REQUIRED TASKS:
A. Copy everything from "The first time" down to "a hotel abroad?" in the essay on life's metaphors, word for word.
B. Pick up the essay on life's metaphors after its final sentence and continue it.

Life hands you metaphors for the phases you’re going through in life at the weirdest times and in the weirdest forms. It’s usually a couple of times each year that you get one of these eye-opening moments. One of the greatest and most exciting things in life is the fact that you never know when life will impart you one of its next bits of wisdom. You’ll get these mini-epiphanies in the weirdest of places and in the aloofest of moments. Be it in a Chinese fortune cookie, a poster above a strip-club urinal or on a hotelroom doorsign.
The first time life shared one of these metaphors with me this year was during a friend’s bachelor party in Warsaw. In typical Polish fashion, upon entering the room I was greeted by a complimentary bottle of Vodka which was adorned with what I suppose was a card that should have been hanging on the door handle and which read ‘Feed my Soul’. This came about a time in life where I was actually contemplating life, and what feeds ones soul to state it poetically. It is no coincidence the words of Seneca, Cicero and Marcus Aurelius resonated in my head. So what are the odds of having those exact same words greet you in a hotel abroad?
I have no clue whether or not they had been alerted beforehand about the purpose of our stay in the hotel or if it was a practical joke from the cleaners. Suffice it to say, a higher spirit knew what we were up to, and aswe were sipping our hangover-dissipating Bloody Mary’s the morning after, trying to reconstitute the night before using discovered credit card receipts a la The Hangover I couldn’t help but smile at the synchrony with that hotelroom message. I don’t know if it was due to an subconscious desire to satisfy and obey that card or just pure luck, but we ended that night doing exactly what the card had told us to, howling at the moon like a bunch of wodka-fueled wolves. If feeding my soul was indeed meant to be done this way, as the card suggested, it felt a great deal more pleasant than what Seneca portrayed feeding your soul to be like. In any event, I quickly relocated the card to a more suitable location, such as the bathroom mirror.

MATERIAL SHOWN:

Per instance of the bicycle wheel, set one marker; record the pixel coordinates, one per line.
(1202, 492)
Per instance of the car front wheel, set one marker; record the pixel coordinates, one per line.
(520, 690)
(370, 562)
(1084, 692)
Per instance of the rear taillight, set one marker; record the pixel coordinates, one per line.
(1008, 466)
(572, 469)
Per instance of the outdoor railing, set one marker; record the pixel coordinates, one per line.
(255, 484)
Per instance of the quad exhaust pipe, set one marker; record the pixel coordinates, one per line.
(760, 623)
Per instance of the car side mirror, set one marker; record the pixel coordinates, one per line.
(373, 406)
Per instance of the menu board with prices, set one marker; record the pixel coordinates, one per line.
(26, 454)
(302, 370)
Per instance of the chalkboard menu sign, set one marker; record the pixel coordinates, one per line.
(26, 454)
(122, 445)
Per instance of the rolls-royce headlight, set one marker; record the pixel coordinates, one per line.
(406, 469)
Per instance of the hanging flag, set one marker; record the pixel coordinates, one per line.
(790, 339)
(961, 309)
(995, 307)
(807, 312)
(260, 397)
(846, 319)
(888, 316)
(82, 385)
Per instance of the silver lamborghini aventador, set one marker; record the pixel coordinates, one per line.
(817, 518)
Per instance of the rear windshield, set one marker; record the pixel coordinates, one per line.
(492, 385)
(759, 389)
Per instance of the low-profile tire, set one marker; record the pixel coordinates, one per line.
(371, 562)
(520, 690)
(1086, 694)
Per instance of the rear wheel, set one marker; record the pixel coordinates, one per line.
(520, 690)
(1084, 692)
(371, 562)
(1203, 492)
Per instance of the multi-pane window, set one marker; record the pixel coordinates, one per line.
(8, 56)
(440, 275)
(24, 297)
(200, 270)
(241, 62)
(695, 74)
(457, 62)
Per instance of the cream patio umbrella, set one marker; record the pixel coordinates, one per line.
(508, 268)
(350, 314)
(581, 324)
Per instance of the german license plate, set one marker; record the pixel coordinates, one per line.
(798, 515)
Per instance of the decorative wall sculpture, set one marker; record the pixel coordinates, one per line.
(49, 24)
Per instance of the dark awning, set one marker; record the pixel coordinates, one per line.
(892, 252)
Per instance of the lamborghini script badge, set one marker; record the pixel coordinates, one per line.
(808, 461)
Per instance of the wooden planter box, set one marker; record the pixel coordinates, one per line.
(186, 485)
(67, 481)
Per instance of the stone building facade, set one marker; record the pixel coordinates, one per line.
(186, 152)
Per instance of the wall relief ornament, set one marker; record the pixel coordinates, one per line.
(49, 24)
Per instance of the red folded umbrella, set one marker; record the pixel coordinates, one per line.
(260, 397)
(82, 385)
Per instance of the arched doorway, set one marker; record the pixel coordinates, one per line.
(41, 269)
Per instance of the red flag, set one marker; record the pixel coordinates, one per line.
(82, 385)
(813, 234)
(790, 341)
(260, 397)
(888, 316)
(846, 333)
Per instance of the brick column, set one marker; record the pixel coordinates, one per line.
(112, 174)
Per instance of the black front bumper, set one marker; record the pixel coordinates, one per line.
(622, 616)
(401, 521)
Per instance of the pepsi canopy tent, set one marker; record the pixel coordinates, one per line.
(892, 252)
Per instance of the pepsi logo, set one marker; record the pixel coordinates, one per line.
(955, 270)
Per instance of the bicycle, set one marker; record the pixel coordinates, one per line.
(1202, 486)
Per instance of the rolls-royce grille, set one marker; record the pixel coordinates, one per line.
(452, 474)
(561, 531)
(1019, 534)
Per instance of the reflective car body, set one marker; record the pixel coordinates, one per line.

TASK-BY-TASK ANSWERS:
A.
The first time life shared one of these metaphors with me this year was during a friend’s bachelor party in Warsaw. In typical Polish fashion, upon entering the room I was greeted by a complimentary bottle of Vodka which was adorned with what I suppose was a card that should have been hanging on the door handle and which read ‘Feed my Soul’. This came about a time in life where I was actually contemplating life, and what feeds ones soul to state it poetically. It is no coincidence the words of Seneca, Cicero and Marcus Aurelius resonated in my head. So what are the odds of having those exact same words greet you in a hotel abroad?

B.
It’s funny isn’t it? How some things are exactly the way you expect them to be and others the exact opposite? You realise things aren’t what they seem to be, more often than not. We had been quite hesitant about the wardrobe our dear bachelor would have to parade in during the weekend because Poland is supposed to be a very Catholic country. Our initial apprehension at dressing the bachelor up like the Pope for this weekend quickly evaporated however when we were asked in the lobby of our hotel if ‘the man dressed in white was the son of the Pope’ by a charming couple of elderly Polish people. Clearly, if you’re asking these kind of questions it means that you have no idea how the Catholic Church functions and that Poland isn’t all that religious. Then again, the decorated vodka bottle confirmed all the clichés on that end.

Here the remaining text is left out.